■ **ÉNONCÉ DU PROBLÈME**:
Affichez, sans les modifier, toutes les lignes de la liste ci-dessous qui contiennent la chaîne « wall ».

[Éléments d'identification des emplacements]
· · · · · · ·
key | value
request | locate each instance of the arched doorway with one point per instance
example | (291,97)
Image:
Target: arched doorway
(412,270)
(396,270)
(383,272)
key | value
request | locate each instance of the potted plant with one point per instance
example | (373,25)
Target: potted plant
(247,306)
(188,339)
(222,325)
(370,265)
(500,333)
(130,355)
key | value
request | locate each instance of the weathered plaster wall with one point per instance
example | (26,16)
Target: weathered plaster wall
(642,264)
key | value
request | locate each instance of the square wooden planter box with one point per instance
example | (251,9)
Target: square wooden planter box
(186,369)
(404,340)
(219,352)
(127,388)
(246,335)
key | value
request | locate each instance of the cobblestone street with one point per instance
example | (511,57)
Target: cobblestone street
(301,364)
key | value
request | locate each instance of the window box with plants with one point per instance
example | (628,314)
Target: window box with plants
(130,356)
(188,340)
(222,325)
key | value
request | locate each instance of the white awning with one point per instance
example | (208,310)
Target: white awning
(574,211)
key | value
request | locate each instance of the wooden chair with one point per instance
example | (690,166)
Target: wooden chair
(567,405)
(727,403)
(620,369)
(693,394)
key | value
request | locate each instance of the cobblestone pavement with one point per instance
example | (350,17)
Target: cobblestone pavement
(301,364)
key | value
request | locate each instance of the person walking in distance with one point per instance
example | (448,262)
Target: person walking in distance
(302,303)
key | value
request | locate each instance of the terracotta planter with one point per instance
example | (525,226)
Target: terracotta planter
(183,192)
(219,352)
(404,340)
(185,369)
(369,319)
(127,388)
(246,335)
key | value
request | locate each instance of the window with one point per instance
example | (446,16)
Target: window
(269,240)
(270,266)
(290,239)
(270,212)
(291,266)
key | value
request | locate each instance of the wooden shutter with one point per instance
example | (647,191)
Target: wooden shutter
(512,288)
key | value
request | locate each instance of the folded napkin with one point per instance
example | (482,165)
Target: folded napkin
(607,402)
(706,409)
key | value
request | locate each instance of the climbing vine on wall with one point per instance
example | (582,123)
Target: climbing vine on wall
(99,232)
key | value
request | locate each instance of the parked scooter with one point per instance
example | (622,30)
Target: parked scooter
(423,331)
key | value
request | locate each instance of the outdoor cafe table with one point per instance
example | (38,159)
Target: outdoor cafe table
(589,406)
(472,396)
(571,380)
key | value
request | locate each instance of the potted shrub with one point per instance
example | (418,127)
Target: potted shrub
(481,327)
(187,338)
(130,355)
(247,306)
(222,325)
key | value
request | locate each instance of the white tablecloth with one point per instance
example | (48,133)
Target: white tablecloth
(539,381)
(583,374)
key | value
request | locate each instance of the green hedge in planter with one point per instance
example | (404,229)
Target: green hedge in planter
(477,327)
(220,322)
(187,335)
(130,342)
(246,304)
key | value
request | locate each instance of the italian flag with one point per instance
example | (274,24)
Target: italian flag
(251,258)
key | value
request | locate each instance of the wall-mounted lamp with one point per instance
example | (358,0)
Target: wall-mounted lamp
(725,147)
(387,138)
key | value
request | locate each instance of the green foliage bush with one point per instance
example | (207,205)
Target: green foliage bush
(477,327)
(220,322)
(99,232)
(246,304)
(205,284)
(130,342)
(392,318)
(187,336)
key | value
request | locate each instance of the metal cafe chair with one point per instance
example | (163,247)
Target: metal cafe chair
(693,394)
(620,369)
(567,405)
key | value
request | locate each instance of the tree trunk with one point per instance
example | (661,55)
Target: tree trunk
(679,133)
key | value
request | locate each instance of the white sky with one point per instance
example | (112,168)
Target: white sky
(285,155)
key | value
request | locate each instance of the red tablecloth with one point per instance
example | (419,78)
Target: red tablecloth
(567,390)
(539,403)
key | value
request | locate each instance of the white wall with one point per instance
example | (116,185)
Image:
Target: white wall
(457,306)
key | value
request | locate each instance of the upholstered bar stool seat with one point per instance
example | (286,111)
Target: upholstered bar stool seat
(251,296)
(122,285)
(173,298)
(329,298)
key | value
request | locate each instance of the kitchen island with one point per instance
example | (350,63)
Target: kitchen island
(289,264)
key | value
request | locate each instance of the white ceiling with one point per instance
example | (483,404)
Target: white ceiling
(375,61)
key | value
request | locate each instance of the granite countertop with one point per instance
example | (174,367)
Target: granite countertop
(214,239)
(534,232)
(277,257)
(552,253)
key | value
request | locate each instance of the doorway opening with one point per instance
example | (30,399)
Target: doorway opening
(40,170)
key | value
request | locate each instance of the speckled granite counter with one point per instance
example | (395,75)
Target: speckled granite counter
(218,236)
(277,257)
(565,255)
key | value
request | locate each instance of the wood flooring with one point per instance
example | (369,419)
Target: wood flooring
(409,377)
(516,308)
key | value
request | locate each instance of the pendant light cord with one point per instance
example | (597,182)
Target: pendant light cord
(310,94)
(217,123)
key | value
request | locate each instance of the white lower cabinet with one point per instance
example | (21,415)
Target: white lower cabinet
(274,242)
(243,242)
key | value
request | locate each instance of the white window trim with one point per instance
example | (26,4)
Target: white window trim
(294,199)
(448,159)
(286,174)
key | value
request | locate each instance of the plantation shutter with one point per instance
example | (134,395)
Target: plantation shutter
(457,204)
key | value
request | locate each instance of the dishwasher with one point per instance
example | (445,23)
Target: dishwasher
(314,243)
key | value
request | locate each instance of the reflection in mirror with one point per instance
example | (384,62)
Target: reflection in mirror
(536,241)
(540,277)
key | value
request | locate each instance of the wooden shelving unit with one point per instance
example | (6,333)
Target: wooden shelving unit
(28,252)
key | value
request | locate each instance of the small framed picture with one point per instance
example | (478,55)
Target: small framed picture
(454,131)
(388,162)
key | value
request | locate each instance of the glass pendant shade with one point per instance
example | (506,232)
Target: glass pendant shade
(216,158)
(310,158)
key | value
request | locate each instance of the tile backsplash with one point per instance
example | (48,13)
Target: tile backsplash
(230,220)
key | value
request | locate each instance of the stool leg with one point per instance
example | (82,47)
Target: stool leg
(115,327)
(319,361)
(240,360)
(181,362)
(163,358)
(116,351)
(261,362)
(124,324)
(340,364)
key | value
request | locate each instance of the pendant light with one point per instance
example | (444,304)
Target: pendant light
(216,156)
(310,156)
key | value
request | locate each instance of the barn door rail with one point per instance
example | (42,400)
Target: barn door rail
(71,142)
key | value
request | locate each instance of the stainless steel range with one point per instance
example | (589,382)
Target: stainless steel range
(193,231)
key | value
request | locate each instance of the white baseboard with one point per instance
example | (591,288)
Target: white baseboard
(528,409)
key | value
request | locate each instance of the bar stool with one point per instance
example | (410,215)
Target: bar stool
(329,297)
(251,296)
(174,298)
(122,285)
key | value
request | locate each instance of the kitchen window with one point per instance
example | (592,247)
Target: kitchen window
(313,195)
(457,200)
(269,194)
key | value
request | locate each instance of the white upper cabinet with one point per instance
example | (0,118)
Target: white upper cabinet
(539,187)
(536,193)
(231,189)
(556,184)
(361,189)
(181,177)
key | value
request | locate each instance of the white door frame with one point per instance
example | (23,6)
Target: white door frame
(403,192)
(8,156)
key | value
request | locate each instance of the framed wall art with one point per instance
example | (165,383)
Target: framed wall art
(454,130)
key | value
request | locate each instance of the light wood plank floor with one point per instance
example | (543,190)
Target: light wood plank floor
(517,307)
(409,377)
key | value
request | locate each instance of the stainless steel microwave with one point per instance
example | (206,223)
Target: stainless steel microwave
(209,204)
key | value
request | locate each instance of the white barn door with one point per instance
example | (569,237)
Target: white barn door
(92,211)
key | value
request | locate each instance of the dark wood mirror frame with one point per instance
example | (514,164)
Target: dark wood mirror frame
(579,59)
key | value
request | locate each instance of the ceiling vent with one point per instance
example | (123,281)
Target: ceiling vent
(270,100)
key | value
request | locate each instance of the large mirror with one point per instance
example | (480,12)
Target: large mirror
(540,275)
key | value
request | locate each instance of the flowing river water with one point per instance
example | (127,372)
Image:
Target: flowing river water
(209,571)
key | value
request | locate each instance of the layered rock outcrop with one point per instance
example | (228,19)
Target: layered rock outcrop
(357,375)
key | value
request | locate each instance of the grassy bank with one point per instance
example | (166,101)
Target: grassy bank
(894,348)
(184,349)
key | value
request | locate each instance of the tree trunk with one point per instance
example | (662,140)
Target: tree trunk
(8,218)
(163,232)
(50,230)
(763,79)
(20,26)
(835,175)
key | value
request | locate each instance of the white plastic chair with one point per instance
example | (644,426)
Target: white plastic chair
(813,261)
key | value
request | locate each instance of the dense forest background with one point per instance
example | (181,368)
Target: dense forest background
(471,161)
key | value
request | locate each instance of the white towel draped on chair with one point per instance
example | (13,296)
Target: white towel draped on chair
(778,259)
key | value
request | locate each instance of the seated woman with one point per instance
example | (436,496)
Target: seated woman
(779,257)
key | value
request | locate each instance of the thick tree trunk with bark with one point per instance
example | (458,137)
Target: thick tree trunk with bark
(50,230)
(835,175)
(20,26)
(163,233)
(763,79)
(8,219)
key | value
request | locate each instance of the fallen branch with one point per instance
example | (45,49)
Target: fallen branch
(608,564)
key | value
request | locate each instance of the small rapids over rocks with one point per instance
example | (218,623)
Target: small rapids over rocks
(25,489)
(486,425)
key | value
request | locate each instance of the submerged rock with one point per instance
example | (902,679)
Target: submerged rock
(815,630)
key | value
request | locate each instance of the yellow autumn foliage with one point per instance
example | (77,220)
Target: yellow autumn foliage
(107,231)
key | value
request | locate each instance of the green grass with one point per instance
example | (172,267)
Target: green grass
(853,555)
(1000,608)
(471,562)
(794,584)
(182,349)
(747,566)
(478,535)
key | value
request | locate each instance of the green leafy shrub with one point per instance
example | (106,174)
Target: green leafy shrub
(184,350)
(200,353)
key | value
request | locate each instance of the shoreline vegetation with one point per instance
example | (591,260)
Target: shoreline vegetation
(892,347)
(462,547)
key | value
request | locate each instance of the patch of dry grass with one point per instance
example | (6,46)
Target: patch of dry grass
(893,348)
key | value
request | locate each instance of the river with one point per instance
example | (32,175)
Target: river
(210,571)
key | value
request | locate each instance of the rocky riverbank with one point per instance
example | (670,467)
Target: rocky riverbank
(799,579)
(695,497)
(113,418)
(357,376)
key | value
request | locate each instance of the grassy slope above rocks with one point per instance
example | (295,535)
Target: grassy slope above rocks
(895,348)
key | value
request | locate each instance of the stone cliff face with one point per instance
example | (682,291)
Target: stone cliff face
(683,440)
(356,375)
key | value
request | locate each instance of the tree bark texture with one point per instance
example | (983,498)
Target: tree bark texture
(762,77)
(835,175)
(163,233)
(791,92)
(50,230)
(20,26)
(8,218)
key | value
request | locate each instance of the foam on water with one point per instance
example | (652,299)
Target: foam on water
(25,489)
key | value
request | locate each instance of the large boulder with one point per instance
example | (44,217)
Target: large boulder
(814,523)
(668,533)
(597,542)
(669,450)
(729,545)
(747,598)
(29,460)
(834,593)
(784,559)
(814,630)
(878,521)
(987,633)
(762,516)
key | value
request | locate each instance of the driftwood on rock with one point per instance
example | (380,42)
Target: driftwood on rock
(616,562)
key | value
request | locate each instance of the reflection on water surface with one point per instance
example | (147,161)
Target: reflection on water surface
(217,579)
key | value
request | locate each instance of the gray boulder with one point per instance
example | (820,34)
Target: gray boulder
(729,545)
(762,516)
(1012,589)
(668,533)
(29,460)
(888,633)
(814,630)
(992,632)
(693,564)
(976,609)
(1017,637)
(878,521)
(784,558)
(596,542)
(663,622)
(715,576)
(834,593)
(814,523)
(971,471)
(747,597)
· · · · · · ·
■ **SOLUTION PROPOSÉE**:
request | locate each instance of the weathered plaster wall with one point per instance
Target: weathered plaster wall
request | locate each instance of the climbing vine on wall with one point per instance
Target: climbing vine on wall
request | locate each instance of the wall-mounted lamp with one point per instance
Target: wall-mounted lamp
request | locate each instance of the white wall with one point per instance
Target: white wall
request | locate each instance of the framed wall art with one point per instance
Target: framed wall art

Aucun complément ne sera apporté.